What the task requires —
From the identity theft text below, list every kind of scam it names in capital letters.

Source extract —
☆ ☆ ☆

Protecting Yourself Against Identity Theft and Fraud

Identity Fraud Security image

In today’s digital world, you are more likely to have your identity stolen than your car stolen,
or your home burglarized. While it is hard to prevent identity theft, it’s important to be
aware of several guidelines to protect yourself from identity theft and fraud.

  1. Basic online security review from last week
    • Protect your computer and smartphone with up-to-date software.
    • Protect your personal information with strong passwords and back up important data.
    • Use Two-Factor Authentication
    • Install antivirus/anti-malware protection.
  2. Learn to identify and avoid scams
    • PHISHING EMAILS: These scam emails have gotten very sophisticated, even using bank and other company logos and official-sounding language to trick the targeted recipient into providing them with personal information. If you receive this type of email, don’t click on it – call your bank, credit card company, or other organization directly and verify that they sent the message. In all cases, if you don’t recognize the sender, it’s best to delete the email without even opening it.
    • EMAIL SPECIAL OFFERS: Email “special offers” and “amazing deals” can sometimes be what’s known as “click bait,” meaning the message is intended to get you to click on it. This can introduce a virus on your computer or give outside users access to your computer files without your knowledge.
    • TELEPHONE SPECIAL OFFERS: Be aware of telephone scams. There is an increase in calls where identity thieves will say anything to cheat people out of money and/or information. Signs of a scam include when the person on the other line says: “You’ve been specially selected for an offer” or “You’ll get a free bonus if you buy our product” or “You’ve won one of five valuable prizes.”

☆ ☆ ☆

Information provided —

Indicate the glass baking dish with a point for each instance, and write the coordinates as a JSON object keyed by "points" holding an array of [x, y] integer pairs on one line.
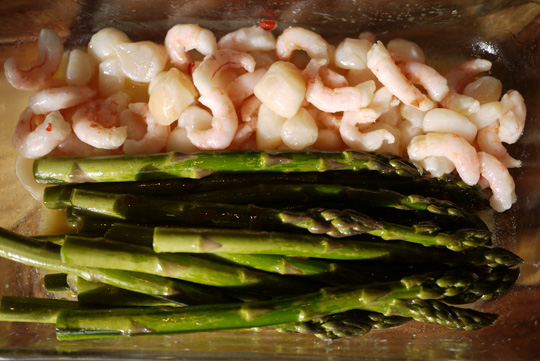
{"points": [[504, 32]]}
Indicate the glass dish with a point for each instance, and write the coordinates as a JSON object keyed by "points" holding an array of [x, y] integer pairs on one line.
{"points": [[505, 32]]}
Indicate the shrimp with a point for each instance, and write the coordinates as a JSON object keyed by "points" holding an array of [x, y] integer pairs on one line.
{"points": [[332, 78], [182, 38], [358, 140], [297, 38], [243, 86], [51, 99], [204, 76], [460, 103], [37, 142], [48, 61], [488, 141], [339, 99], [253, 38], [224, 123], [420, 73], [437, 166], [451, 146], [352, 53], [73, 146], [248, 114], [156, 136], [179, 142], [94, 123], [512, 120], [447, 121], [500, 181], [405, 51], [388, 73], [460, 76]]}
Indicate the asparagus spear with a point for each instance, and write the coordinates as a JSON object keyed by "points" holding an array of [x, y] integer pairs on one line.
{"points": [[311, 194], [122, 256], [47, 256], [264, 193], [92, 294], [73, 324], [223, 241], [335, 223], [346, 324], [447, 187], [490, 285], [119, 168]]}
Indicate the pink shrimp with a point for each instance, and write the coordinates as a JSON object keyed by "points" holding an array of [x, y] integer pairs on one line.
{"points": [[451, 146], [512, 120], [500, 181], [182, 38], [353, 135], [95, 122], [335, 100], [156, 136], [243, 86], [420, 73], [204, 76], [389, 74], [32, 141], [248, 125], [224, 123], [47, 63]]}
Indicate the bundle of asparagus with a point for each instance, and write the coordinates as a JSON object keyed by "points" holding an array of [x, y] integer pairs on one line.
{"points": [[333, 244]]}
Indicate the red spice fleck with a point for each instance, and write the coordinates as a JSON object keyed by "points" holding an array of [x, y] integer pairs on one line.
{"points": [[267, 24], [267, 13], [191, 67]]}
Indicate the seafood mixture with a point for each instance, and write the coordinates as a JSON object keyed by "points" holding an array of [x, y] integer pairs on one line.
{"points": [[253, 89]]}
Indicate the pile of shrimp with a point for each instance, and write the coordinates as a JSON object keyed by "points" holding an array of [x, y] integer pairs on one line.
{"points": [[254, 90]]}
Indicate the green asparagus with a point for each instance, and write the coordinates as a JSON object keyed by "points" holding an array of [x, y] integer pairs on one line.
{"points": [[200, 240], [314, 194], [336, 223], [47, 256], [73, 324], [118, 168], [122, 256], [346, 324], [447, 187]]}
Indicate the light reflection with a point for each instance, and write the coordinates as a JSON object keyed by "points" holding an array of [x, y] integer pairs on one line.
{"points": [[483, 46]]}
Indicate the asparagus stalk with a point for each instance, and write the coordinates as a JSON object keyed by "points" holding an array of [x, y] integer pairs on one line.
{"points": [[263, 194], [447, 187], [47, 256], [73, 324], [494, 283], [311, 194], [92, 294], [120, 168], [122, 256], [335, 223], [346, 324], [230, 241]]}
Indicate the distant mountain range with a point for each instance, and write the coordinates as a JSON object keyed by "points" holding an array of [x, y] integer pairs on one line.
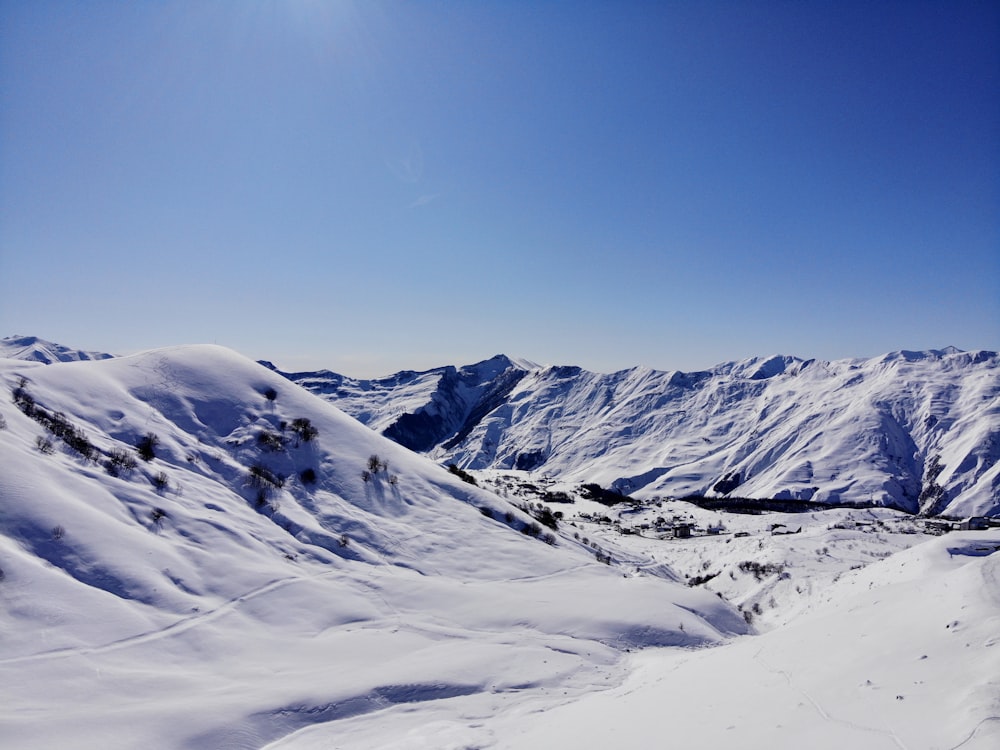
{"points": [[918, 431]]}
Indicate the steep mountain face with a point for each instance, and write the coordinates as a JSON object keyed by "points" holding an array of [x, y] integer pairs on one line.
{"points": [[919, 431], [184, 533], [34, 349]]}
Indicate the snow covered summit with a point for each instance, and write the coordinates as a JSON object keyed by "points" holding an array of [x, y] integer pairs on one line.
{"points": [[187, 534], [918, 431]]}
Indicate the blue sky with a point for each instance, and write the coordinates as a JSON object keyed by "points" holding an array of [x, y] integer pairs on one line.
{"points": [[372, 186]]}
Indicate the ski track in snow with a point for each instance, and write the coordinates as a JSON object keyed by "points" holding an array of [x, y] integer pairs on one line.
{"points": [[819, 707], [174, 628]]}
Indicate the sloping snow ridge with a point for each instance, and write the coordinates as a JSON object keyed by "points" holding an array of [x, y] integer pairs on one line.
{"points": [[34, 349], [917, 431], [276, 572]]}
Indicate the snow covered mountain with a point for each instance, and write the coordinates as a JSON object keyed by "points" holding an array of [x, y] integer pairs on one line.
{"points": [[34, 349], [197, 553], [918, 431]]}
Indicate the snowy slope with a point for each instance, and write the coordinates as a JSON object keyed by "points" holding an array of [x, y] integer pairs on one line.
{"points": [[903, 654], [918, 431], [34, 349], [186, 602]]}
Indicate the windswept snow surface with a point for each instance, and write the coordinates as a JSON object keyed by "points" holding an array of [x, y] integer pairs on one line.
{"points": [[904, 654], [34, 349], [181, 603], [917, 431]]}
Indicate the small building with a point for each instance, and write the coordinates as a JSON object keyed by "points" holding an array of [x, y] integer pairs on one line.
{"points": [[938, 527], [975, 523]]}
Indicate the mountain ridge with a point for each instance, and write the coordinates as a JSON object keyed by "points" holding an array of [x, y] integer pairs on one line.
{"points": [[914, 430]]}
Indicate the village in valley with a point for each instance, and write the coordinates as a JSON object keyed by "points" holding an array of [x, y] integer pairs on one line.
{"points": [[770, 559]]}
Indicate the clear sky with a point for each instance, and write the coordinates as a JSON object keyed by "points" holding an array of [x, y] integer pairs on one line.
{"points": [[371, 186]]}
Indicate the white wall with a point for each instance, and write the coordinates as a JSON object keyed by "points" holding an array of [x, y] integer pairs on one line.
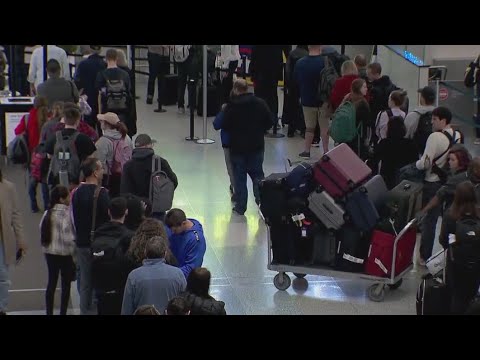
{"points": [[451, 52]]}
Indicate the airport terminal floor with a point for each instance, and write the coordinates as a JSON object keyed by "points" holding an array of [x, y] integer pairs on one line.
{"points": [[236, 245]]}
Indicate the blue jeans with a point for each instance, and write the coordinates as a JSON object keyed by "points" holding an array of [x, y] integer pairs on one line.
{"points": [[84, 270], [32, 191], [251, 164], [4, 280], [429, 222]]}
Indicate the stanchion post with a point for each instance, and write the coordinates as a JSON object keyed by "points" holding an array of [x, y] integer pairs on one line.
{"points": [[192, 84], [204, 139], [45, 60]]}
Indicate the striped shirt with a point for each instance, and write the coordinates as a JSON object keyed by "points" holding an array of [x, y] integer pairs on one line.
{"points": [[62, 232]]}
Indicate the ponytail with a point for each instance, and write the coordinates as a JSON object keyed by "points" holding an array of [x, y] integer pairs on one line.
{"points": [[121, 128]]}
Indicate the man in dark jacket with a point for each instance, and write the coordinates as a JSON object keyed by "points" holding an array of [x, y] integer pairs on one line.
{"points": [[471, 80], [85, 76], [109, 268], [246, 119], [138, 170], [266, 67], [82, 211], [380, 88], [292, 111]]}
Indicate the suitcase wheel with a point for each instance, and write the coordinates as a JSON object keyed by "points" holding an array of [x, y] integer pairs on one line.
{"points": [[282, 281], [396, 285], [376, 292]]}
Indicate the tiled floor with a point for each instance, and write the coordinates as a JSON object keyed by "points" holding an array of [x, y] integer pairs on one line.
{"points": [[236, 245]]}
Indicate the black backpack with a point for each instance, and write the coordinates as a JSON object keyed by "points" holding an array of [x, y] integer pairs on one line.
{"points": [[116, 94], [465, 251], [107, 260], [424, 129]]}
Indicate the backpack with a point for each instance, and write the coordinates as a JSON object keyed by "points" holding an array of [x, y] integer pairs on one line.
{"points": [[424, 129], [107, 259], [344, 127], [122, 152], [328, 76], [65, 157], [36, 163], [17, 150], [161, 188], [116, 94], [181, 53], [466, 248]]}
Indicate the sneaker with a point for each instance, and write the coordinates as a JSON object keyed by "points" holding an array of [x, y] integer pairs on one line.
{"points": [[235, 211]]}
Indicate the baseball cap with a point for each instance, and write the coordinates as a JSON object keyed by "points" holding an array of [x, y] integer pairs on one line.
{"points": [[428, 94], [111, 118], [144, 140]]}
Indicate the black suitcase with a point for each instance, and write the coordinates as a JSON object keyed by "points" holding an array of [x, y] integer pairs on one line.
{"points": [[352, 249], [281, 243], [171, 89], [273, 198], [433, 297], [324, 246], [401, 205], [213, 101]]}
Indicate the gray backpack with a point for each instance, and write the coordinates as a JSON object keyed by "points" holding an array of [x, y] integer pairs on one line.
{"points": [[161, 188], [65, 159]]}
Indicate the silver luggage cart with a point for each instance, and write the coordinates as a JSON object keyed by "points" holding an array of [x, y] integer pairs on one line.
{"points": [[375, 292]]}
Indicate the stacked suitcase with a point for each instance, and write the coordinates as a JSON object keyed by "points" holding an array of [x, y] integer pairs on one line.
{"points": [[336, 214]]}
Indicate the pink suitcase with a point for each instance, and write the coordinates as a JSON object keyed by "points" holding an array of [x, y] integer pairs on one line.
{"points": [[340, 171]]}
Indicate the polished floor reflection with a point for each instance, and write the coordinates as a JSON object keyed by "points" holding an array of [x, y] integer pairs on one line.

☆ ☆ ☆

The completed task —
PHISHING EMAILS
EMAIL SPECIAL OFFERS
TELEPHONE SPECIAL OFFERS